* start Text provided *

Her method? A comprehensive scope of work that evaluated the entire organization including operations, risk assessment, systems, resources and industry best practices. This was culled into a business plan that she presented to the CEO which resulted in a request to onboard and establish the company's first successful centralized Procurement and Strategic Sourcing function. Engagement and advocacy for the function came quickly through the C-Suite and leadership based on Gerber's ability to establish relationships and ability to demonstrate value add beyond cost savings.

Challenging Procurement's Perception

One of Gerber's most passionate missions is addressing procurement's branding problem. She believes the function is fundamentally misunderstood, often reduced to transactional purchasing rather than strategic sourcing. Her goal is to educate organizations about procurement's true value—not just contract negotiation, but risk management, strategic thinking, and organizational impact.

"Strategic sourcing is about being an extension of your stakeholders," Gerber explains. She sees the profession as a complex, nuanced field requiring deep business intelligence, market understanding, and emotional intelligence.

Skills for the Future of Procurement

Looking ahead, Gerber sees boundless potential for the profession. She's witnessed younger professionals discovering the field's complexity and transforming initial skepticism into genuine excitement. Her advice for aspiring procurement professionals is nuanced and forward-looking.

Technology tops her list of critical skills. "AI will continue to morph things," she says, drawing historical parallels to how email and internet access transformed workplaces. But technology is just the beginning. She emphasizes the growing importance of ESG (Environmental, Social, Governance), international trade knowledge, and global market understanding which will continue to evolve and impact the procurement function and the company/organization it serves.

Her most crucial advice? Develop soft skills. "Those skills still matter, especially in higher-level negotiations and strategic discussions," Gerber emphasizes. She stresses the importance of adaptability, communication, and the ability to understand and speak to different audiences.

Personal Inspiration and Continuous Growth

Even as her professional life evolves, Gerber remains committed to personal growth. Recently, she enrolled in a six-month program to explore potential future paths and has begun exploring yoga—demonstrating the same adaptability that defined her professional career.

* end Text provided *

#### What is required:
Condense the paragraph in the profile of Gerber that begins "Technology tops her list" into a short bulleted list that keeps its main facts. The records come from a separate source that has no connection to the text.

* start Records *

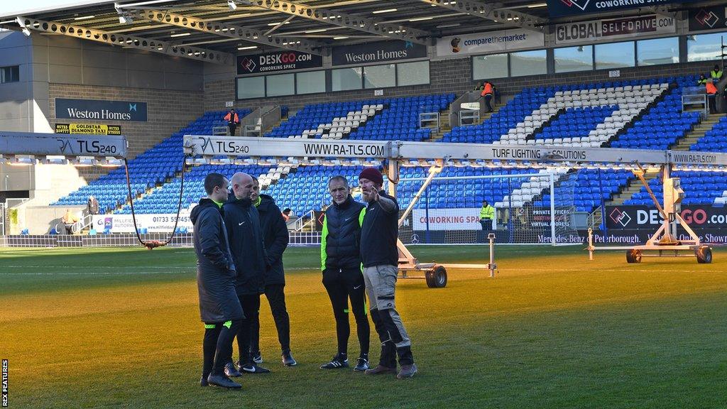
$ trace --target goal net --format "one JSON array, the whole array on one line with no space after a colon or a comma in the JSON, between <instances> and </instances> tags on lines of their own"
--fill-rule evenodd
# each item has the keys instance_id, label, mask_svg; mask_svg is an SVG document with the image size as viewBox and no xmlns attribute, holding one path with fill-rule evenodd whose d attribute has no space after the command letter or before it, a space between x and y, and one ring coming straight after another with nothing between
<instances>
[{"instance_id":1,"label":"goal net","mask_svg":"<svg viewBox=\"0 0 727 409\"><path fill-rule=\"evenodd\" d=\"M414 202L399 229L405 244L486 243L491 233L497 242L510 244L565 244L578 237L577 171L446 166L420 192L428 172L403 167L400 173L402 214ZM486 201L494 207L491 224L480 218Z\"/></svg>"}]
</instances>

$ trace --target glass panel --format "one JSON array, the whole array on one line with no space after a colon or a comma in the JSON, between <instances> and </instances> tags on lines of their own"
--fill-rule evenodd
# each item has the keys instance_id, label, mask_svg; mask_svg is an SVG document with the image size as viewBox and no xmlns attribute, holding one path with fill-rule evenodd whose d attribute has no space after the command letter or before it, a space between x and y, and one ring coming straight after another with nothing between
<instances>
[{"instance_id":1,"label":"glass panel","mask_svg":"<svg viewBox=\"0 0 727 409\"><path fill-rule=\"evenodd\" d=\"M345 91L361 89L361 68L331 70L331 90Z\"/></svg>"},{"instance_id":2,"label":"glass panel","mask_svg":"<svg viewBox=\"0 0 727 409\"><path fill-rule=\"evenodd\" d=\"M381 88L396 85L396 65L370 65L364 67L364 87Z\"/></svg>"},{"instance_id":3,"label":"glass panel","mask_svg":"<svg viewBox=\"0 0 727 409\"><path fill-rule=\"evenodd\" d=\"M687 61L708 61L721 58L722 36L727 33L694 34L686 36Z\"/></svg>"},{"instance_id":4,"label":"glass panel","mask_svg":"<svg viewBox=\"0 0 727 409\"><path fill-rule=\"evenodd\" d=\"M429 61L396 64L397 85L429 84Z\"/></svg>"},{"instance_id":5,"label":"glass panel","mask_svg":"<svg viewBox=\"0 0 727 409\"><path fill-rule=\"evenodd\" d=\"M237 99L260 98L265 96L265 77L249 76L237 79Z\"/></svg>"},{"instance_id":6,"label":"glass panel","mask_svg":"<svg viewBox=\"0 0 727 409\"><path fill-rule=\"evenodd\" d=\"M269 75L266 81L268 97L292 95L295 93L295 74Z\"/></svg>"},{"instance_id":7,"label":"glass panel","mask_svg":"<svg viewBox=\"0 0 727 409\"><path fill-rule=\"evenodd\" d=\"M555 72L568 73L593 69L593 46L582 45L556 48Z\"/></svg>"},{"instance_id":8,"label":"glass panel","mask_svg":"<svg viewBox=\"0 0 727 409\"><path fill-rule=\"evenodd\" d=\"M522 51L510 55L511 76L537 75L547 73L545 49Z\"/></svg>"},{"instance_id":9,"label":"glass panel","mask_svg":"<svg viewBox=\"0 0 727 409\"><path fill-rule=\"evenodd\" d=\"M326 92L326 71L298 73L297 77L298 94L313 94Z\"/></svg>"},{"instance_id":10,"label":"glass panel","mask_svg":"<svg viewBox=\"0 0 727 409\"><path fill-rule=\"evenodd\" d=\"M634 41L595 44L595 69L632 67Z\"/></svg>"},{"instance_id":11,"label":"glass panel","mask_svg":"<svg viewBox=\"0 0 727 409\"><path fill-rule=\"evenodd\" d=\"M490 79L507 76L507 55L492 54L472 57L472 79Z\"/></svg>"},{"instance_id":12,"label":"glass panel","mask_svg":"<svg viewBox=\"0 0 727 409\"><path fill-rule=\"evenodd\" d=\"M679 39L654 39L636 41L639 65L674 64L679 62Z\"/></svg>"}]
</instances>

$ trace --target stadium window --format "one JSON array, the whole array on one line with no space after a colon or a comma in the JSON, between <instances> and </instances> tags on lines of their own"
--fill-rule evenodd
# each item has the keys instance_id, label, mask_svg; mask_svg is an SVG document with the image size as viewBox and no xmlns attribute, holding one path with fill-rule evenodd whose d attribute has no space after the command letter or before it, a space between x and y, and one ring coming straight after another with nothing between
<instances>
[{"instance_id":1,"label":"stadium window","mask_svg":"<svg viewBox=\"0 0 727 409\"><path fill-rule=\"evenodd\" d=\"M510 76L547 74L547 53L545 49L513 52L510 67Z\"/></svg>"},{"instance_id":2,"label":"stadium window","mask_svg":"<svg viewBox=\"0 0 727 409\"><path fill-rule=\"evenodd\" d=\"M248 76L237 79L237 99L261 98L265 96L265 76Z\"/></svg>"},{"instance_id":3,"label":"stadium window","mask_svg":"<svg viewBox=\"0 0 727 409\"><path fill-rule=\"evenodd\" d=\"M727 33L710 34L693 34L686 36L686 60L692 61L709 61L722 57L720 47L722 36Z\"/></svg>"},{"instance_id":4,"label":"stadium window","mask_svg":"<svg viewBox=\"0 0 727 409\"><path fill-rule=\"evenodd\" d=\"M326 92L326 71L307 71L295 74L297 94Z\"/></svg>"},{"instance_id":5,"label":"stadium window","mask_svg":"<svg viewBox=\"0 0 727 409\"><path fill-rule=\"evenodd\" d=\"M295 94L295 74L269 75L265 78L268 97L280 97Z\"/></svg>"},{"instance_id":6,"label":"stadium window","mask_svg":"<svg viewBox=\"0 0 727 409\"><path fill-rule=\"evenodd\" d=\"M491 54L472 57L473 79L491 79L507 76L507 54Z\"/></svg>"},{"instance_id":7,"label":"stadium window","mask_svg":"<svg viewBox=\"0 0 727 409\"><path fill-rule=\"evenodd\" d=\"M678 62L678 37L636 41L636 63L639 65L673 64Z\"/></svg>"},{"instance_id":8,"label":"stadium window","mask_svg":"<svg viewBox=\"0 0 727 409\"><path fill-rule=\"evenodd\" d=\"M636 61L634 41L596 44L595 55L597 70L632 67Z\"/></svg>"},{"instance_id":9,"label":"stadium window","mask_svg":"<svg viewBox=\"0 0 727 409\"><path fill-rule=\"evenodd\" d=\"M0 68L0 84L17 82L20 81L20 66Z\"/></svg>"},{"instance_id":10,"label":"stadium window","mask_svg":"<svg viewBox=\"0 0 727 409\"><path fill-rule=\"evenodd\" d=\"M331 70L332 91L361 90L362 87L361 67Z\"/></svg>"},{"instance_id":11,"label":"stadium window","mask_svg":"<svg viewBox=\"0 0 727 409\"><path fill-rule=\"evenodd\" d=\"M593 69L593 46L581 45L553 50L556 73L569 73Z\"/></svg>"},{"instance_id":12,"label":"stadium window","mask_svg":"<svg viewBox=\"0 0 727 409\"><path fill-rule=\"evenodd\" d=\"M396 85L429 84L429 61L396 64Z\"/></svg>"},{"instance_id":13,"label":"stadium window","mask_svg":"<svg viewBox=\"0 0 727 409\"><path fill-rule=\"evenodd\" d=\"M368 65L364 67L364 87L383 88L396 86L396 65Z\"/></svg>"}]
</instances>

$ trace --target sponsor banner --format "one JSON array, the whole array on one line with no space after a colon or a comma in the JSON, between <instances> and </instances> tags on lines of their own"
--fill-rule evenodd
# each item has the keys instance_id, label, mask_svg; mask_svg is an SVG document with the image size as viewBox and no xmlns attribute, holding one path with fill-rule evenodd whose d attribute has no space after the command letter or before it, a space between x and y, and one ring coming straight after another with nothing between
<instances>
[{"instance_id":1,"label":"sponsor banner","mask_svg":"<svg viewBox=\"0 0 727 409\"><path fill-rule=\"evenodd\" d=\"M481 230L480 208L414 209L411 212L414 230Z\"/></svg>"},{"instance_id":2,"label":"sponsor banner","mask_svg":"<svg viewBox=\"0 0 727 409\"><path fill-rule=\"evenodd\" d=\"M55 98L55 117L145 122L146 103Z\"/></svg>"},{"instance_id":3,"label":"sponsor banner","mask_svg":"<svg viewBox=\"0 0 727 409\"><path fill-rule=\"evenodd\" d=\"M238 75L316 68L322 66L323 57L300 51L285 50L237 56Z\"/></svg>"},{"instance_id":4,"label":"sponsor banner","mask_svg":"<svg viewBox=\"0 0 727 409\"><path fill-rule=\"evenodd\" d=\"M55 133L121 135L121 127L105 124L56 124Z\"/></svg>"},{"instance_id":5,"label":"sponsor banner","mask_svg":"<svg viewBox=\"0 0 727 409\"><path fill-rule=\"evenodd\" d=\"M696 233L699 233L698 229L705 228L725 229L727 231L726 207L682 206L679 215ZM648 206L606 206L606 226L609 229L648 228L653 233L662 224L663 220L659 210Z\"/></svg>"},{"instance_id":6,"label":"sponsor banner","mask_svg":"<svg viewBox=\"0 0 727 409\"><path fill-rule=\"evenodd\" d=\"M331 52L331 60L334 65L369 64L426 57L427 46L403 41L334 47Z\"/></svg>"},{"instance_id":7,"label":"sponsor banner","mask_svg":"<svg viewBox=\"0 0 727 409\"><path fill-rule=\"evenodd\" d=\"M176 213L161 215L137 215L137 227L147 233L171 233L177 220ZM92 219L93 229L99 233L107 229L111 233L134 233L134 221L131 215L96 215ZM180 213L177 229L192 231L193 226L189 218L189 211L182 210Z\"/></svg>"},{"instance_id":8,"label":"sponsor banner","mask_svg":"<svg viewBox=\"0 0 727 409\"><path fill-rule=\"evenodd\" d=\"M589 43L676 33L676 20L656 15L592 20L555 25L555 44Z\"/></svg>"},{"instance_id":9,"label":"sponsor banner","mask_svg":"<svg viewBox=\"0 0 727 409\"><path fill-rule=\"evenodd\" d=\"M697 1L699 0L547 0L547 10L550 17L554 18Z\"/></svg>"},{"instance_id":10,"label":"sponsor banner","mask_svg":"<svg viewBox=\"0 0 727 409\"><path fill-rule=\"evenodd\" d=\"M727 6L707 6L689 9L689 31L724 29L727 27Z\"/></svg>"},{"instance_id":11,"label":"sponsor banner","mask_svg":"<svg viewBox=\"0 0 727 409\"><path fill-rule=\"evenodd\" d=\"M653 234L654 230L650 229L638 229L628 230L609 230L606 234L603 231L593 231L593 245L597 247L630 246L643 245ZM706 244L727 244L727 229L704 229L696 231L699 237L699 241ZM691 239L686 233L680 234L677 239L680 240ZM570 234L561 234L555 237L559 244L588 244L588 231L578 230ZM550 243L550 234L539 234L537 243Z\"/></svg>"},{"instance_id":12,"label":"sponsor banner","mask_svg":"<svg viewBox=\"0 0 727 409\"><path fill-rule=\"evenodd\" d=\"M437 56L486 54L545 46L545 35L522 28L449 36L437 39Z\"/></svg>"}]
</instances>

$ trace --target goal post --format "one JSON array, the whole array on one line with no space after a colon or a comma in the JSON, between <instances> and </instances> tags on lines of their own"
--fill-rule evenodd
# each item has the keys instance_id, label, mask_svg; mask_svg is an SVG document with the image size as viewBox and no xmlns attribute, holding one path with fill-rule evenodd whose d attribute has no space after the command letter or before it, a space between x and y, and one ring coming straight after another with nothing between
<instances>
[{"instance_id":1,"label":"goal post","mask_svg":"<svg viewBox=\"0 0 727 409\"><path fill-rule=\"evenodd\" d=\"M399 204L404 209L416 202L399 229L405 244L485 244L488 234L494 233L499 244L558 245L576 232L572 173L445 165L419 193L427 172L401 170ZM417 194L420 197L415 200ZM485 201L494 207L491 226L481 223Z\"/></svg>"}]
</instances>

* end Records *

#### Task answer:
- Technology is first on Gerber's list of critical skills. She expects AI to keep changing things, much as email and internet access once changed workplaces.
- Technology is only the start. She stresses the growing importance of ESG (Environmental, Social, Governance).
- She also stresses international trade knowledge.
- Understanding global markets matters too. These areas will keep evolving and will affect procurement and the organizations it serves.